PROBLEM TO SOLVE: Your answer must be an exact repetition of every record.

SOURCE MATERIAL:
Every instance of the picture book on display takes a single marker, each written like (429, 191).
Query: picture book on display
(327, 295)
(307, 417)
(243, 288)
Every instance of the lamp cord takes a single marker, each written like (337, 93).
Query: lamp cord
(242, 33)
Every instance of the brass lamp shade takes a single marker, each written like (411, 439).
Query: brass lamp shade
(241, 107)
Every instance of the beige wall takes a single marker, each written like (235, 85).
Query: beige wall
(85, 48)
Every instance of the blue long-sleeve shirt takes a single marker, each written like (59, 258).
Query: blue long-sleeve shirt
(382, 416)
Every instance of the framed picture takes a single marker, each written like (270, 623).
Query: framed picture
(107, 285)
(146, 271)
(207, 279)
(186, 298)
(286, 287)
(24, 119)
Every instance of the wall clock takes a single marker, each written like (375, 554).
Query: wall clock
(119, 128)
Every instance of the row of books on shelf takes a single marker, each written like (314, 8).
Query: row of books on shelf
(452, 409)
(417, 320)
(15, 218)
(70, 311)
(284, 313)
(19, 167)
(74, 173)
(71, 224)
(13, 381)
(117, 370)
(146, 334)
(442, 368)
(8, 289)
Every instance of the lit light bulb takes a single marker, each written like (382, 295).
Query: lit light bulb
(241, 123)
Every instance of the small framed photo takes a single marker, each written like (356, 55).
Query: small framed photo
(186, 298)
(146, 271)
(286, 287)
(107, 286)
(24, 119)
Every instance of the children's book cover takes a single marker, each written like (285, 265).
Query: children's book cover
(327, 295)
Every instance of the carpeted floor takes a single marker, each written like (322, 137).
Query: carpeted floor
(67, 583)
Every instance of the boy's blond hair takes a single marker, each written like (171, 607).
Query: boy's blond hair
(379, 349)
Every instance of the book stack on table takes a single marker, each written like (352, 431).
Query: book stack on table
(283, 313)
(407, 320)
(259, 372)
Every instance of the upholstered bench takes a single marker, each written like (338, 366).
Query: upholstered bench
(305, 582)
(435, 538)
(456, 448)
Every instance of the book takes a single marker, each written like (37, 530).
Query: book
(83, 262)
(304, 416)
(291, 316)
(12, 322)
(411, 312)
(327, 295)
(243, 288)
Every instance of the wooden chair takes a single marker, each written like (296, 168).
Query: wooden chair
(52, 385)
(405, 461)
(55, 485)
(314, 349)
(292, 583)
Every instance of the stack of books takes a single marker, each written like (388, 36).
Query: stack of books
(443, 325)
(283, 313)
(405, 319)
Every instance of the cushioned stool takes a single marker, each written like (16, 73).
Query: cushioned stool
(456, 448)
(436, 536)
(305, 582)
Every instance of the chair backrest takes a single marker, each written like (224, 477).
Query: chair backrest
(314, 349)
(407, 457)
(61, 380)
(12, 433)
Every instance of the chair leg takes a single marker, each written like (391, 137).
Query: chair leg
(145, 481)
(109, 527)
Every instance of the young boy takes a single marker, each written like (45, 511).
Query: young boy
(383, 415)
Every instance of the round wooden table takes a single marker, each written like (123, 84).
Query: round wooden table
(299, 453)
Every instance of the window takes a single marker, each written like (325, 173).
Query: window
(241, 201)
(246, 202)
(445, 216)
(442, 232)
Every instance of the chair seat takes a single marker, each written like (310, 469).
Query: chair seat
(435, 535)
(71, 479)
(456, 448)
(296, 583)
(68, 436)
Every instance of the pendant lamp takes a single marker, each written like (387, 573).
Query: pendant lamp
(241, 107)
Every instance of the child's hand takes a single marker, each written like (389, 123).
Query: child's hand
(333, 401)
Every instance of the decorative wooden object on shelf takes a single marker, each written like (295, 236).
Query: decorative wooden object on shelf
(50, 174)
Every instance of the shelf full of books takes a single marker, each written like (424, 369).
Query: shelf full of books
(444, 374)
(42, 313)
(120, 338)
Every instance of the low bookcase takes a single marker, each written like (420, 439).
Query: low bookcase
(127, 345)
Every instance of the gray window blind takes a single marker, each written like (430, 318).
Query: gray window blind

TASK RESPONSE:
Every instance of the picture book on display takes a single marker, each written like (429, 191).
Query: picture book on display
(327, 295)
(307, 417)
(243, 288)
Every instance of the lamp cord takes a single marker, each written like (337, 93).
Query: lamp cord
(242, 33)
Every instance of the brass lamp shade takes a single marker, each written like (411, 439).
Query: brass lamp shade
(241, 107)
Every instance of the beige wall takes a single marker, each written like (235, 85).
Query: beige wall
(85, 48)
Every instance of the blue long-sleeve shirt takes a single marker, each written like (59, 258).
Query: blue long-sleeve shirt
(382, 416)
Every instance of the framed picture takes a single marker, each written like (270, 623).
Query: framed picture
(107, 285)
(146, 271)
(207, 279)
(186, 298)
(286, 287)
(24, 119)
Every instance of the wall clock takes a single marker, each written like (375, 554).
Query: wall clock
(119, 128)
Every instance of the row of books on shelf takes a single marker, each written like (314, 8).
Query: row of books on shelf
(452, 409)
(417, 320)
(15, 218)
(70, 311)
(284, 313)
(19, 167)
(74, 173)
(71, 224)
(13, 381)
(117, 370)
(146, 334)
(442, 368)
(8, 289)
Every instance of the lit light bulb takes a single marker, each written like (382, 295).
Query: lit light bulb
(241, 123)
Every instance of the small framed photo takes a single marker, each written like (356, 55).
Query: small framed photo
(186, 298)
(146, 271)
(286, 287)
(107, 286)
(24, 119)
Every instance of the children's book cover takes a single marker, each written like (285, 265).
Query: children's book cover
(327, 295)
Every instance of the carpeted floor takes a single marker, each written like (322, 137).
Query: carpeted floor
(67, 583)
Every instance of the boy's blond hair takes a single marker, each written like (171, 607).
Query: boy's blond hair
(379, 349)
Every instance of the book stack on table takes a single marker, each written like (352, 431).
Query: book stack on table
(283, 313)
(407, 320)
(259, 372)
Every instance of the upholstered bench takes a single marker, each written like (338, 366).
Query: upholstered bench
(305, 582)
(435, 538)
(456, 448)
Every instance of the book takes a single marker, each written like (37, 530).
Query: book
(83, 262)
(304, 416)
(291, 316)
(12, 322)
(411, 312)
(327, 295)
(243, 288)
Every instance of the wooden chair takes a single marker, each written like (296, 168).
Query: wooden chair
(52, 385)
(405, 461)
(55, 485)
(314, 349)
(292, 583)
Every instance of the stack of books takes a single marker, each written like (388, 36).
Query: stack of books
(443, 325)
(283, 313)
(405, 319)
Every instance of the cushioned stool takes a single marker, each written like (16, 73).
Query: cushioned stool
(456, 448)
(436, 536)
(305, 582)
Every instance of the chair backrest takes a single marker, each written like (224, 477).
Query: chair backrest
(314, 349)
(407, 457)
(61, 380)
(12, 433)
Every instance of the chair leg takes a single marker, each written like (391, 137).
Query: chair leg
(145, 481)
(109, 527)
Every instance of the young boy takes a single marker, each written like (45, 511).
Query: young boy
(383, 415)
Every instance of the round wooden table takes a single marker, each written like (123, 84).
Query: round wooden table
(299, 453)
Every instance of the window takes a single marker, each written like (325, 173).
Query: window
(241, 201)
(246, 202)
(445, 216)
(442, 232)
Every instance of the chair seat takes a single marker, each written like (310, 469).
Query: chair seat
(435, 535)
(71, 479)
(456, 448)
(296, 583)
(68, 436)
Every instance of the pendant lamp takes a single marker, each written like (387, 573).
Query: pendant lamp
(241, 107)
Every instance of the child's hand takes a single marker, each written like (389, 123).
Query: child's hand
(333, 401)
Every instance of the decorative wooden object on shelf takes a single marker, each written like (295, 236).
Query: decorative wooden object on shelf
(50, 174)
Every instance of the shelf full of books takes a single marker, each written like (424, 369).
Query: shelf full of books
(444, 374)
(42, 313)
(120, 338)
Every instance of the low bookcase takes a single marker, each written like (420, 439).
Query: low bookcase
(127, 345)
Every instance of the gray window blind takes a single marker, each written like (430, 318).
Query: gray window blind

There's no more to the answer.